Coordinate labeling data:
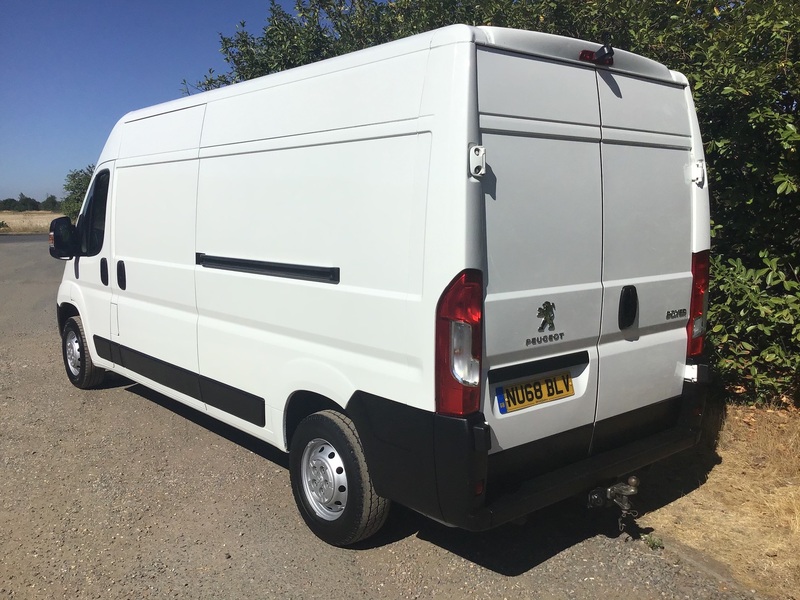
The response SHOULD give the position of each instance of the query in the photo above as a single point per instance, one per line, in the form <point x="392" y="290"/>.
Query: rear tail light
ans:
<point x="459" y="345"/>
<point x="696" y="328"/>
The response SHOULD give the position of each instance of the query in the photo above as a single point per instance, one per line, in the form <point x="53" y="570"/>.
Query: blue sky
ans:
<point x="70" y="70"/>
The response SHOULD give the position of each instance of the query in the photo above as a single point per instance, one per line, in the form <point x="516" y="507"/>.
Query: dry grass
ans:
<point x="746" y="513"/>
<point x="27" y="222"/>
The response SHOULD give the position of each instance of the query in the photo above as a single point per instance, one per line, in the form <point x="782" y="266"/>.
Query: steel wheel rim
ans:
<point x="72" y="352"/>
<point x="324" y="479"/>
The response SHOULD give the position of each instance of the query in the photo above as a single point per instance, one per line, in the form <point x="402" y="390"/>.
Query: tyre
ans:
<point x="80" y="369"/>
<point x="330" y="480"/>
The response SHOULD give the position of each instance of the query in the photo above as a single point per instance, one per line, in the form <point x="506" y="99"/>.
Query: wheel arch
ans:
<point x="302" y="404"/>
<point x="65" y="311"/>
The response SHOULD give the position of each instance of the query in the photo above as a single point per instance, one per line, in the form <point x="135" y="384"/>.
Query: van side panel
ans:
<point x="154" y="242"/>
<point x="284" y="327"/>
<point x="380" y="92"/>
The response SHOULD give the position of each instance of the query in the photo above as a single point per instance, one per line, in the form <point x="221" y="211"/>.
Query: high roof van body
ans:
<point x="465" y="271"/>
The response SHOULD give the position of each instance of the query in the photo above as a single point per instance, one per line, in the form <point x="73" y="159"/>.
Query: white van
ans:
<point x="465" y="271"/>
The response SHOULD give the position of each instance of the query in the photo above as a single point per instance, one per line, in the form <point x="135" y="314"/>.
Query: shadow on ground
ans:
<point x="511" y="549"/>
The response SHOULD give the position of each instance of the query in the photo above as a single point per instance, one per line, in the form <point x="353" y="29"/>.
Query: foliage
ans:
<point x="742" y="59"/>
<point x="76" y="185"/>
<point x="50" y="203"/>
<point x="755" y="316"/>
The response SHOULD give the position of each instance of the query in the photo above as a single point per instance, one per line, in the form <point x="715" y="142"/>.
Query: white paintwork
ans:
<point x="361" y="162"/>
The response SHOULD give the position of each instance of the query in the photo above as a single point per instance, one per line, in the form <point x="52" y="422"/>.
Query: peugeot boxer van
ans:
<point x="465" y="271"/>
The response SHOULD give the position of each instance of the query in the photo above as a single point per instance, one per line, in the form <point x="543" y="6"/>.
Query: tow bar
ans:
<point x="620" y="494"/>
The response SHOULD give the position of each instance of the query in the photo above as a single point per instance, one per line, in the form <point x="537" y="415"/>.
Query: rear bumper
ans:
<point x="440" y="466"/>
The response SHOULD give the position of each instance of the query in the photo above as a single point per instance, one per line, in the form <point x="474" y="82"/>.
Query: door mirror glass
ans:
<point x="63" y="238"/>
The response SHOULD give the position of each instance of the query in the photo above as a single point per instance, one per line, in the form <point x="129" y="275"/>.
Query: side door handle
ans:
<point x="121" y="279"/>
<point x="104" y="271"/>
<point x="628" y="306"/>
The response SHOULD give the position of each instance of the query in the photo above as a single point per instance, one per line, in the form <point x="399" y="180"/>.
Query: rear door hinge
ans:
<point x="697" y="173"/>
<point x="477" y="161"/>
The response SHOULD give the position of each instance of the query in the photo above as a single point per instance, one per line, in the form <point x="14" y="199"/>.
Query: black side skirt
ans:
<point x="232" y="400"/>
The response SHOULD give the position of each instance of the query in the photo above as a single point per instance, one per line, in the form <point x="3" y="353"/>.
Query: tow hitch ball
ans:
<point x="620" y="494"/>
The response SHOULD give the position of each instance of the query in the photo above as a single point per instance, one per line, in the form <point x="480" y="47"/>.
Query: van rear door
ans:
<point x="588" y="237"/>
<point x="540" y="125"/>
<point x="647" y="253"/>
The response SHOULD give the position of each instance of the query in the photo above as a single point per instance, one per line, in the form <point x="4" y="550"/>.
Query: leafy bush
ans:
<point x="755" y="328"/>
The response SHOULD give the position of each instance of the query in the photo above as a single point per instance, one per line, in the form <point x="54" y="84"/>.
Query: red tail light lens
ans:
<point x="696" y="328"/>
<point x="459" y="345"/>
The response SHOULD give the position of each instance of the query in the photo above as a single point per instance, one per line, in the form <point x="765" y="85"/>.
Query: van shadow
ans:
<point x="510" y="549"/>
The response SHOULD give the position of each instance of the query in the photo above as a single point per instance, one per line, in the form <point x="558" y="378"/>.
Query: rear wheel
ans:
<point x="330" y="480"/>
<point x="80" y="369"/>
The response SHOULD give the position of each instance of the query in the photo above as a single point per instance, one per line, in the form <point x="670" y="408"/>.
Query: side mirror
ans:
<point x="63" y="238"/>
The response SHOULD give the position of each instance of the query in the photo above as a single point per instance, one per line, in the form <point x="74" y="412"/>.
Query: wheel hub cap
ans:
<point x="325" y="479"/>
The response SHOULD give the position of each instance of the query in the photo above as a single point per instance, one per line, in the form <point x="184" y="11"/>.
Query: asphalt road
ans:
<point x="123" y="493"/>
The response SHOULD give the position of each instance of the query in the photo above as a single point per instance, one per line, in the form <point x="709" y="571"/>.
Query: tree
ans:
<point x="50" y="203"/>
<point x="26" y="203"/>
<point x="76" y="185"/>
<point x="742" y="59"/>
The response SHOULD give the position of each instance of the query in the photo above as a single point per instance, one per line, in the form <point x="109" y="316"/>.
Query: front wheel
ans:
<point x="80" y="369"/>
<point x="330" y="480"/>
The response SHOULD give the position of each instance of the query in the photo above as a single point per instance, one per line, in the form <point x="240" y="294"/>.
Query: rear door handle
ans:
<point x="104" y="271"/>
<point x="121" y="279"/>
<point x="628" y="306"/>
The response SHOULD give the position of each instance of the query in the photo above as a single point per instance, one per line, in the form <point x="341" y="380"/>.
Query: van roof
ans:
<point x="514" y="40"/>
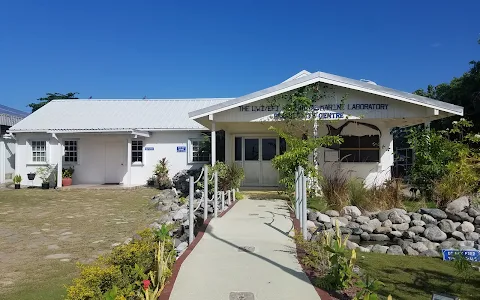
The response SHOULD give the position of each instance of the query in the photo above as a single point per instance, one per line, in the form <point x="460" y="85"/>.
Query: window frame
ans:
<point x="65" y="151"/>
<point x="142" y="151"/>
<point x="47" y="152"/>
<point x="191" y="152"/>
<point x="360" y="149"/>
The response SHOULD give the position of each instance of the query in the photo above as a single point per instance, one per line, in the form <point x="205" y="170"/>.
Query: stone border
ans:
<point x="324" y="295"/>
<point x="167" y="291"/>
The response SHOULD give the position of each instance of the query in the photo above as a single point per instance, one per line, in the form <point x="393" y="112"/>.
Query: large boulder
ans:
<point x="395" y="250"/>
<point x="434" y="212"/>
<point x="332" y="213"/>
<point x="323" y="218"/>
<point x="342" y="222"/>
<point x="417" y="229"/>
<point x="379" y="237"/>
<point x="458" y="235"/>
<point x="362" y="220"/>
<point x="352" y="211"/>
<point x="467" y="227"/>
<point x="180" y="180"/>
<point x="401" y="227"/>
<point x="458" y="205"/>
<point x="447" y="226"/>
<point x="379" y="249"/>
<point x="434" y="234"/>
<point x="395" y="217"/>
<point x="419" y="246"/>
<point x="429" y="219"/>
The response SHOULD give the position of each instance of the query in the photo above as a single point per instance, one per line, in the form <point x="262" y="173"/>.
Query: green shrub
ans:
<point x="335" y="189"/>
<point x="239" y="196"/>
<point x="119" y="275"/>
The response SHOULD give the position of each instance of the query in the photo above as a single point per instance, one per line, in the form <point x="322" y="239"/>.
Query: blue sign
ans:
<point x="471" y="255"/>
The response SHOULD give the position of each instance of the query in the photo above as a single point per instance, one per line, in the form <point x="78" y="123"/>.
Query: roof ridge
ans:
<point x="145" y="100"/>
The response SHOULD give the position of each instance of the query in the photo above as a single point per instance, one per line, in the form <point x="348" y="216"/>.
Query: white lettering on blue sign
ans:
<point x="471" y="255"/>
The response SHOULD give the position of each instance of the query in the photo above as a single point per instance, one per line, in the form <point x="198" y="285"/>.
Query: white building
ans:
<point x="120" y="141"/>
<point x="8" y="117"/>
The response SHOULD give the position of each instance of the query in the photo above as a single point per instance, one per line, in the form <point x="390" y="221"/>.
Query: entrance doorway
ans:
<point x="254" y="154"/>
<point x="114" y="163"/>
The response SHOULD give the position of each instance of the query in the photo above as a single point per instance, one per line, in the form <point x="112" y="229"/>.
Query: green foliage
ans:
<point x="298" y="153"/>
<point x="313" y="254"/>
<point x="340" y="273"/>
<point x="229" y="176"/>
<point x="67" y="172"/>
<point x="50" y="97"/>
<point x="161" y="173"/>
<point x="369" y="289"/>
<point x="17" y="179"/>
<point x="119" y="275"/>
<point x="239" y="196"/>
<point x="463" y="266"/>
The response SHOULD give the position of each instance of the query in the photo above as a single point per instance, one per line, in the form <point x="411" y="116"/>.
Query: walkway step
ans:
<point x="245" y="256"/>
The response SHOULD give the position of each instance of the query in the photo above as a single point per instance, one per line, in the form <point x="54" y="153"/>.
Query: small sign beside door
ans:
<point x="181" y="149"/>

---

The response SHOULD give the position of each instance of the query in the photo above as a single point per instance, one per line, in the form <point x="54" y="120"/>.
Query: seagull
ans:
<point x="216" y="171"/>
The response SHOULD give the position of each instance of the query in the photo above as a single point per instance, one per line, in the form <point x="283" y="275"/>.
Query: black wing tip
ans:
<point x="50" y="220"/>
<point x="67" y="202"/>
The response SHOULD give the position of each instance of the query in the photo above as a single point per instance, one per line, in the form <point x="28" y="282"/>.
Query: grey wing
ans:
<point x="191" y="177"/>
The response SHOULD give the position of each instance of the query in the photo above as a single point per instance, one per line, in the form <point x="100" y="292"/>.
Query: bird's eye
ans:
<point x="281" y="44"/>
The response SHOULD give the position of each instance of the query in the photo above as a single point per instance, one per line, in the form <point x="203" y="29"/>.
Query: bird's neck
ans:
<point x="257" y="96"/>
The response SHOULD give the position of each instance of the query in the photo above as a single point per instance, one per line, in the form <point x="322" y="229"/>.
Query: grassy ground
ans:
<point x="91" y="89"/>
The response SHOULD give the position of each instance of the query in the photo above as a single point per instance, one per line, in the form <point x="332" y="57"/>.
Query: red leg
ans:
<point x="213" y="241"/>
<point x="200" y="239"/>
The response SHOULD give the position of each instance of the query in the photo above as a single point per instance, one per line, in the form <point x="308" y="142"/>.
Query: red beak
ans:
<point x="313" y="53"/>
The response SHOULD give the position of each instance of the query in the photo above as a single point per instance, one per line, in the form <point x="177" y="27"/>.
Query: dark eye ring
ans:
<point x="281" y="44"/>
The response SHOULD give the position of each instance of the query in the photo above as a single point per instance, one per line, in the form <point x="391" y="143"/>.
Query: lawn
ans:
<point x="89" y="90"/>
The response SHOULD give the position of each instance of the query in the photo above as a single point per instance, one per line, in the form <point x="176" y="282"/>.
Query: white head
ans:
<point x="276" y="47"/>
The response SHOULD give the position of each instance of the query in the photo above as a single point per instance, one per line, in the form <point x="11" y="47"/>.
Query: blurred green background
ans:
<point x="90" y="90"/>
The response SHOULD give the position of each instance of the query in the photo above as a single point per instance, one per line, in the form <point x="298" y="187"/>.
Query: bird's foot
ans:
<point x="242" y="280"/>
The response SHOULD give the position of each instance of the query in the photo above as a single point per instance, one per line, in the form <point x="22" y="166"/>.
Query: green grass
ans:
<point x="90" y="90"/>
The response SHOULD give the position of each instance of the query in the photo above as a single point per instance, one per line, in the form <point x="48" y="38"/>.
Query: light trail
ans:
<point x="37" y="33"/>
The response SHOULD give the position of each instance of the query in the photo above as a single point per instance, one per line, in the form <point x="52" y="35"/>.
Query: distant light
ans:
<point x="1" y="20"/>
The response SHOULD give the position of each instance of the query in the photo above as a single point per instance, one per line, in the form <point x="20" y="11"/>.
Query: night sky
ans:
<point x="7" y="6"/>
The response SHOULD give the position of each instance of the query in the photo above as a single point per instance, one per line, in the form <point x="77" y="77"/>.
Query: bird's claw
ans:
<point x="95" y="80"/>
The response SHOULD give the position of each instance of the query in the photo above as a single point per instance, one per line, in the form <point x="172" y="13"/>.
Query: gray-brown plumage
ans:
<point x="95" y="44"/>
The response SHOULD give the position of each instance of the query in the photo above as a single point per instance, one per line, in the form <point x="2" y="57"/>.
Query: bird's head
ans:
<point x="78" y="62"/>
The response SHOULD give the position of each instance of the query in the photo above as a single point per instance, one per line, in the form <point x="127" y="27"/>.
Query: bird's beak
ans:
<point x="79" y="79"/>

» Required task
List every line in the coordinate labeling data that contains the word "wheel".

» Task answer
Query: steel wheel rim
Query: wheel arch
Query: rear wheel
Query: wheel hub cap
Query: front wheel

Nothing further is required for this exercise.